#### [STATED EXERCISE]
Copy out every one of the records below verbatim, omitting the pictures from your answer.

====

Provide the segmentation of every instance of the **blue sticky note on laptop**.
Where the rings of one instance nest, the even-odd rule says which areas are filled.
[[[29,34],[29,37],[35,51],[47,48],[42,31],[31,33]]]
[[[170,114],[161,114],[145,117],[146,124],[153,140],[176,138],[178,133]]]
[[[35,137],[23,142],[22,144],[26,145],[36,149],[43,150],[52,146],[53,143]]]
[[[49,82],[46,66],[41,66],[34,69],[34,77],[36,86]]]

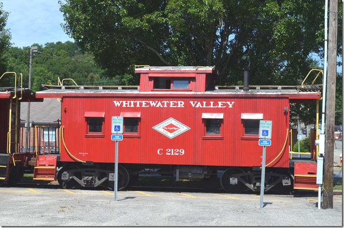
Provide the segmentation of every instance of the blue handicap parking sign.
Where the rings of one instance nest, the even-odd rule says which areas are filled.
[[[121,125],[114,125],[113,126],[113,131],[115,132],[121,131]]]
[[[269,135],[269,130],[262,130],[261,134],[263,136],[266,136]]]

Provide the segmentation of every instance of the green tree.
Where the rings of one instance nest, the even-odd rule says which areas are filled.
[[[215,65],[217,84],[295,84],[322,50],[320,0],[66,0],[65,32],[107,75],[134,64]],[[323,26],[322,26],[323,27]]]
[[[67,41],[47,43],[39,46],[32,57],[32,87],[34,92],[43,89],[42,84],[57,85],[58,79],[71,78],[78,85],[92,85],[103,76],[102,71],[95,65],[93,57],[74,43]],[[4,55],[7,71],[22,73],[23,86],[29,80],[30,47],[10,47]]]
[[[6,71],[6,59],[4,53],[11,45],[12,36],[8,29],[6,28],[8,12],[2,9],[3,4],[0,2],[0,76]],[[9,77],[3,77],[0,81],[0,85],[8,84],[11,81]],[[13,80],[13,81],[14,81]]]

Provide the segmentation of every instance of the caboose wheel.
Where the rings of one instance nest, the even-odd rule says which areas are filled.
[[[69,178],[67,180],[62,179],[62,175],[65,175],[68,173],[68,171],[72,170],[78,169],[75,166],[72,165],[67,165],[63,167],[57,172],[57,181],[63,189],[73,189],[76,187],[80,186],[80,185],[75,180],[72,178]]]
[[[8,184],[14,185],[17,184],[24,176],[24,167],[19,165],[12,166],[10,168],[9,178],[8,181]]]
[[[273,189],[278,193],[282,195],[290,195],[293,191],[294,187],[294,180],[290,176],[290,174],[287,171],[283,170],[278,171],[276,172],[276,173],[283,175],[284,177],[282,179],[287,180],[290,180],[290,185],[283,185],[282,180],[281,180]]]
[[[247,177],[242,178],[236,174],[244,173],[243,170],[239,168],[227,169],[221,177],[221,185],[223,190],[228,193],[240,193],[246,189],[245,185],[239,181],[239,179],[247,182]]]
[[[114,166],[111,166],[107,170],[114,171]],[[120,190],[125,189],[128,186],[130,177],[128,171],[122,166],[118,166],[118,182],[117,182],[117,190]],[[105,184],[105,187],[111,190],[114,190],[115,182],[109,181],[106,181]]]

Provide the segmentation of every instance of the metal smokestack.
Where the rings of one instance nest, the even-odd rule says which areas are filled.
[[[244,91],[248,91],[250,88],[248,87],[250,78],[249,77],[249,71],[250,69],[246,68],[244,69],[244,88],[242,90]]]

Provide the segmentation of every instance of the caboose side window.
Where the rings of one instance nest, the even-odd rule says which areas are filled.
[[[263,119],[263,114],[260,113],[241,114],[244,127],[244,136],[256,137],[259,134],[259,122]]]
[[[189,78],[173,78],[173,89],[188,89],[189,88]]]
[[[153,89],[155,90],[188,90],[189,77],[157,77],[154,78]]]
[[[138,133],[138,118],[124,118],[124,132],[125,133]]]
[[[85,117],[87,124],[86,137],[104,137],[105,113],[86,112]]]
[[[202,118],[205,126],[203,138],[223,138],[223,113],[202,113]]]
[[[206,134],[220,134],[221,120],[208,119],[205,120]]]
[[[88,133],[99,133],[103,132],[103,118],[88,118]]]
[[[259,134],[259,119],[244,120],[245,134]]]
[[[134,112],[121,112],[123,116],[123,137],[139,138],[141,113]]]

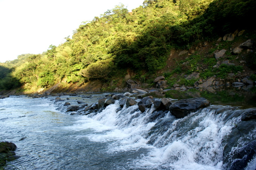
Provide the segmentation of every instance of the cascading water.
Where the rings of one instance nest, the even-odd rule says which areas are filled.
[[[41,100],[49,101],[49,99]],[[65,119],[68,116],[72,119],[66,124],[53,125],[53,132],[46,130],[46,134],[40,135],[46,135],[48,140],[56,138],[51,142],[58,143],[58,147],[48,147],[51,145],[47,141],[41,144],[46,145],[42,152],[52,152],[55,156],[47,154],[49,158],[44,158],[40,165],[34,164],[35,167],[38,169],[234,170],[239,169],[233,163],[239,160],[240,164],[246,164],[245,169],[256,167],[254,149],[244,149],[254,143],[255,122],[252,122],[252,128],[248,129],[246,135],[239,136],[237,146],[231,147],[234,138],[230,134],[240,128],[242,113],[237,107],[211,105],[181,119],[166,111],[162,113],[162,118],[152,120],[152,115],[156,111],[154,105],[142,113],[137,105],[121,108],[119,102],[116,100],[114,104],[88,115],[65,115]],[[59,108],[63,102],[55,104]],[[236,153],[249,150],[252,152],[251,158],[241,161]],[[23,156],[18,160],[26,159],[20,160],[22,166],[26,169],[36,169],[24,164],[33,158]],[[38,158],[34,158],[36,161]],[[54,163],[49,164],[50,160]],[[58,163],[58,160],[61,161]],[[18,167],[18,164],[14,163]]]

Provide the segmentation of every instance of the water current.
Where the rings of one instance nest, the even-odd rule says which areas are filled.
[[[228,169],[223,150],[240,116],[227,117],[239,108],[212,105],[179,119],[166,112],[153,121],[149,121],[153,108],[143,113],[137,105],[120,108],[118,100],[100,113],[86,115],[56,109],[67,98],[71,105],[79,105],[77,100],[90,105],[106,94],[62,96],[65,101],[59,102],[54,96],[0,100],[0,141],[14,143],[16,154],[21,156],[5,168]],[[253,128],[239,139],[241,146],[255,140],[256,131]],[[247,163],[245,169],[255,169],[255,156]]]

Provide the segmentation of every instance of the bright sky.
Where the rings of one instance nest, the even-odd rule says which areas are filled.
[[[41,54],[65,41],[82,21],[123,4],[129,11],[144,0],[0,0],[0,62]]]

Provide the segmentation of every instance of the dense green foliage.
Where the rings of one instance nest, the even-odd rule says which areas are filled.
[[[108,80],[128,68],[155,73],[165,66],[172,49],[188,49],[197,41],[234,29],[250,28],[248,21],[254,14],[256,3],[254,0],[146,0],[130,12],[124,5],[117,6],[84,22],[72,38],[66,38],[66,42],[59,46],[51,45],[41,55],[22,55],[1,63],[0,88],[20,84],[25,89],[47,88],[62,81],[82,84],[92,79]],[[238,23],[239,27],[234,27]],[[200,56],[194,57],[189,72],[196,69],[200,59]],[[178,67],[174,72],[181,69]]]

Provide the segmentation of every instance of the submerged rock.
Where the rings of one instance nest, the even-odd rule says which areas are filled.
[[[191,112],[209,106],[210,104],[208,100],[203,98],[183,99],[173,104],[169,109],[176,118],[181,118]]]
[[[0,142],[0,166],[5,165],[6,161],[13,160],[20,157],[16,155],[14,150],[16,148],[16,145],[12,142]]]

====

#### [SOLVED EXERCISE]
Provide the segmentation of every instance of the **blue sticky note on laptop**.
Where the rings of one instance nest, the even-odd rule says which areas are filled.
[[[29,34],[29,37],[35,51],[47,48],[42,31],[31,33]]]
[[[170,114],[161,114],[145,117],[146,124],[153,140],[176,138],[178,133]]]
[[[35,137],[23,142],[22,144],[26,145],[36,149],[43,150],[52,146],[53,143]]]
[[[49,82],[46,66],[41,66],[34,69],[34,77],[36,86]]]

Provide the segmentation of every instance of the blue handicap parking sign.
Where the rings of one instance nest, the even-odd rule says which areas are filled.
[[[121,125],[114,125],[113,126],[113,131],[115,132],[121,131]]]
[[[269,135],[269,130],[262,130],[261,134],[263,136],[266,136]]]

Provide the segmentation of every instance of the green tree.
Where the rings of one instance nest, the even-odd rule says which areas are filled.
[[[215,65],[217,84],[295,84],[322,50],[320,0],[66,0],[65,32],[107,75],[134,64]],[[323,26],[322,26],[323,27]]]
[[[67,41],[47,43],[39,46],[32,57],[32,87],[34,92],[43,89],[42,84],[57,85],[58,79],[71,78],[78,85],[92,85],[103,76],[102,71],[95,65],[93,57],[74,43]],[[4,55],[7,71],[22,73],[23,86],[29,80],[30,47],[10,47]]]
[[[6,71],[6,59],[4,53],[11,45],[12,36],[8,29],[6,28],[8,12],[2,9],[3,4],[0,2],[0,76]],[[9,77],[3,77],[0,81],[0,85],[8,84],[11,81]],[[13,80],[13,81],[14,81]]]

Provide the segmentation of every instance of the caboose wheel.
Where the rings of one instance nest, the even-odd rule says which areas are filled.
[[[69,178],[67,180],[62,179],[62,175],[65,175],[68,173],[68,171],[72,170],[78,169],[75,166],[72,165],[67,165],[63,167],[57,172],[57,181],[63,189],[73,189],[76,187],[80,186],[80,185],[75,180],[72,178]]]
[[[8,184],[14,185],[17,184],[24,176],[24,167],[19,165],[12,166],[10,168],[9,178],[8,181]]]
[[[273,189],[278,193],[282,195],[290,195],[293,191],[294,187],[294,180],[290,176],[290,174],[287,171],[283,170],[278,171],[276,172],[276,173],[283,175],[284,177],[282,179],[287,180],[290,180],[290,185],[283,185],[282,180],[281,180]]]
[[[247,177],[242,178],[236,174],[244,173],[243,170],[239,168],[227,169],[221,177],[221,185],[223,190],[228,193],[240,193],[246,189],[245,185],[239,181],[239,179],[247,182]]]
[[[114,166],[111,166],[107,170],[114,171]],[[120,190],[125,189],[128,186],[130,177],[128,171],[122,166],[118,166],[118,182],[117,182],[117,190]],[[105,184],[105,187],[111,190],[114,190],[115,182],[109,181],[106,181]]]

Provide the segmentation of every instance of the metal smokestack.
Where the rings of one instance nest, the even-odd rule says which areas are filled.
[[[244,91],[248,91],[250,88],[248,87],[250,78],[249,77],[249,71],[250,69],[246,68],[244,69],[244,88],[242,90]]]

Provide the segmentation of every instance of the caboose side window.
Where the rings of one instance nest, the even-odd rule says which areas are filled.
[[[263,119],[263,114],[260,113],[241,114],[244,127],[244,136],[256,137],[259,134],[259,122]]]
[[[189,78],[173,78],[173,89],[188,89],[189,88]]]
[[[153,89],[155,90],[188,90],[189,77],[157,77],[154,78]]]
[[[138,133],[138,118],[124,118],[124,132],[125,133]]]
[[[85,117],[87,124],[86,137],[104,137],[105,113],[86,112]]]
[[[202,118],[205,126],[203,138],[223,138],[223,113],[202,113]]]
[[[206,134],[220,134],[221,120],[208,119],[205,120]]]
[[[88,133],[99,133],[103,132],[103,118],[88,118]]]
[[[259,134],[259,119],[244,120],[245,134]]]
[[[134,112],[121,112],[123,116],[123,137],[139,138],[141,113]]]

Provide the segmentation of every instance of the cascading water.
Where the rings of one instance nest, the even-odd rule says which areas are filled.
[[[41,100],[49,101],[49,99]],[[65,119],[68,116],[72,119],[66,124],[53,125],[53,132],[46,130],[46,134],[40,135],[46,135],[48,140],[56,138],[51,142],[58,143],[58,147],[48,147],[51,145],[47,141],[41,144],[46,145],[42,152],[52,152],[55,156],[47,154],[49,158],[44,158],[40,165],[34,164],[35,167],[38,169],[234,170],[239,169],[233,163],[239,160],[240,164],[246,164],[245,169],[256,167],[254,149],[244,149],[254,143],[255,122],[252,122],[252,128],[248,129],[246,135],[239,136],[237,146],[231,147],[234,138],[230,134],[240,128],[242,113],[237,107],[211,105],[181,119],[166,111],[162,113],[162,118],[152,120],[152,115],[156,111],[154,105],[142,113],[137,105],[121,108],[119,102],[116,100],[114,104],[88,115],[65,115]],[[59,108],[63,102],[55,104]],[[236,153],[249,150],[252,152],[251,158],[241,161]],[[23,156],[18,160],[26,159],[20,160],[22,166],[26,169],[36,169],[24,164],[33,158]],[[38,158],[34,158],[36,161]],[[54,163],[49,164],[50,160]],[[58,163],[58,160],[61,161]],[[18,167],[18,164],[14,163]]]

Provide the segmentation of every instance of the water current.
Where the rings of one instance nest, the even-odd rule says which areas are filled.
[[[228,169],[223,150],[240,116],[227,117],[239,108],[212,105],[179,119],[166,112],[153,121],[149,121],[153,108],[143,113],[137,105],[120,108],[118,100],[100,113],[86,115],[56,109],[67,98],[71,105],[79,105],[77,100],[90,105],[106,94],[62,96],[65,101],[59,102],[54,96],[0,100],[0,141],[14,143],[16,154],[21,156],[5,168]],[[253,128],[239,139],[241,146],[255,140],[256,131]],[[247,163],[245,169],[255,169],[255,156]]]

Provide the segmentation of every instance of the bright sky.
Where the rings of one instance nest, the even-odd rule says which areas are filled.
[[[41,54],[65,41],[82,21],[123,4],[129,11],[144,0],[0,0],[0,62]]]

Provide the segmentation of every instance of the dense green foliage.
Where the rings of one instance nest, the even-odd rule says which areas are filled.
[[[108,80],[128,68],[155,73],[165,66],[172,49],[188,49],[197,41],[234,29],[250,28],[248,21],[254,14],[256,3],[254,0],[146,0],[130,12],[124,5],[117,6],[84,22],[72,38],[66,38],[66,42],[59,46],[51,45],[41,55],[22,55],[1,63],[0,88],[20,84],[25,89],[47,88],[62,81],[82,84],[92,79]],[[238,23],[239,27],[234,27]],[[200,56],[194,57],[189,72],[196,69],[200,59]],[[178,67],[174,72],[181,69]]]

Provide the segmentation of every instance of the submerged rock.
Where the rings of one instance nest, the even-odd rule says which areas are filled.
[[[191,112],[209,106],[210,104],[208,100],[203,98],[183,99],[173,104],[169,109],[176,118],[181,118]]]
[[[0,142],[0,166],[5,165],[6,161],[13,160],[20,157],[16,155],[14,150],[16,148],[16,145],[12,142]]]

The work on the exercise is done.